● **Requirement 1**: In the review of "In a Witch Forest," which album does the new record follow up on?

● **Reading text**:
Spökraket

In a Witch Forest

Written by: BV on 14/03/2015 12:08:39

Let it be known that I am no stranger to the musical output of Aarhus-based neo-psychedelic shoegazers Spökraket. Having not only fallen in love with their split release with The Road to Suicide and grown quite fond of their debut album “All Art is Propaganda”, I was delighted to find that they have returned with their third full-length album, “In a Witch Forest”, following up on 2013’s “Darling Adharma”. Sonically speaking, there seems to have been a massive development in the band, both in terms of recording and production, but also in terms of arrangement and sheer songwriting craft.

From the huge-sounding album opener “Tahrir Square” the listener is immediately swallowed up by an up-beat shoegaze monster of a track driven by a constant rhythmic backbeat and a shimmering pallet of guitar sounds supplemented by droning, hazy vocals. This particular approach is not entirely new to Spökraket, but what takes them to a higher level on this album is the level of detail they have managed to work into the songwriting, as well as the recording. “Tahrir Square” is hypnotic and enticing and just when you think you’ve figured it out, a small series of hand-claps appear in a short musical break – completely surprising the listener, or me at the very least, making the whole effort seem so meticulously planned, without compromising the band’s immediacy. That the band immediately follows such a strong opening track with one of the album’s highlights is no deal-breaker either, as my attention becomes carefully fixed at “Tandava” and the fuzzy guitars, organ-drones and strange rhythm section. It’s a rare feat to manage to surprise me throughout every single listen of an album, but there are so many hidden sonic gems all over “In a Witch Forest” that I simply can’t stop returning to it to uncover more of them.

● **Requirement 2**: Rewrite the listing from the line that has "line, e.g. (220,124)." through its final line, replacing "pointer" with "marker" and leaving everything else unchanged.

● **Source data**:
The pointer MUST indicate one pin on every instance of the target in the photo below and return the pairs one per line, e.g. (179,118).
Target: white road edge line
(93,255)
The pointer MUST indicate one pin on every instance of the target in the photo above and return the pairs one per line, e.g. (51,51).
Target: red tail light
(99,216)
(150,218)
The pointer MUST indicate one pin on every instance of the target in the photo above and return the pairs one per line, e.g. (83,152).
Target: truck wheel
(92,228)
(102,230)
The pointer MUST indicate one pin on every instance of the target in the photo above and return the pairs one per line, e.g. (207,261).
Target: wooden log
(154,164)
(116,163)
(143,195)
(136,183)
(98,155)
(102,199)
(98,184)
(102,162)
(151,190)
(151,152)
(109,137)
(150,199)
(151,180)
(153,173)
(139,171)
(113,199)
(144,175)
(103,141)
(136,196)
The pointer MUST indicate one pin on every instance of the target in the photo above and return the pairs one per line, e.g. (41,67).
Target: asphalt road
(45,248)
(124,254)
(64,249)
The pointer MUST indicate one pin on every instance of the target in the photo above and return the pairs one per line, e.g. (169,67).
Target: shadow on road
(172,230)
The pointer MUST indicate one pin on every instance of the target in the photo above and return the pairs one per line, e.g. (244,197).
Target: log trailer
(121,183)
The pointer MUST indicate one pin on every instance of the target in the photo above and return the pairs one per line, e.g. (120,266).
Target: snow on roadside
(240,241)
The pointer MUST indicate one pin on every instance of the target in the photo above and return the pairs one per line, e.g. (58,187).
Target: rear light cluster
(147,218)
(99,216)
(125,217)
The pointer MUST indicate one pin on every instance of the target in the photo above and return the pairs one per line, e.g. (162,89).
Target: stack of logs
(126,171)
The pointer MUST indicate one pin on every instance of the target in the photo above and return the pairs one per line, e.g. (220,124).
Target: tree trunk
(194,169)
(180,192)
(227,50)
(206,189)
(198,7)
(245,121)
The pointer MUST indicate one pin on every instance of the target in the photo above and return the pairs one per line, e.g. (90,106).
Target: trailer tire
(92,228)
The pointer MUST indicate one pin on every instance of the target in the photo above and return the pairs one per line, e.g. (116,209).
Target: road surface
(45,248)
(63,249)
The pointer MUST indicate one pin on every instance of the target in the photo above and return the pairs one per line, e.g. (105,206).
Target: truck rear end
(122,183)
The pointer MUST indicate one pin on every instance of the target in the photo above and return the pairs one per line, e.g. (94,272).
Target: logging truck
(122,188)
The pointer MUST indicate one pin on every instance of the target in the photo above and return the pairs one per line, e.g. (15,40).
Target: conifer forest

● **Task result 1**: It follows up on 2013's "Darling Adharma."

● **Task result 2**:
The marker MUST indicate one pin on every instance of the target in the photo above and return the pairs one per line, e.g. (220,124).
Target: tree trunk
(194,169)
(180,192)
(227,50)
(206,189)
(198,7)
(245,121)
The marker MUST indicate one pin on every instance of the target in the photo above and return the pairs one per line, e.g. (90,106).
Target: trailer tire
(92,228)
The marker MUST indicate one pin on every instance of the target in the photo above and return the pairs one per line, e.g. (116,209).
Target: road surface
(45,248)
(63,249)
The marker MUST indicate one pin on every instance of the target in the photo above and return the pairs one per line, e.g. (105,206).
Target: truck rear end
(122,183)
The marker MUST indicate one pin on every instance of the target in the photo above and return the pairs one per line, e.g. (94,272).
Target: logging truck
(122,188)
The marker MUST indicate one pin on every instance of the target in the photo above and return the pairs one per line, e.g. (15,40).
Target: conifer forest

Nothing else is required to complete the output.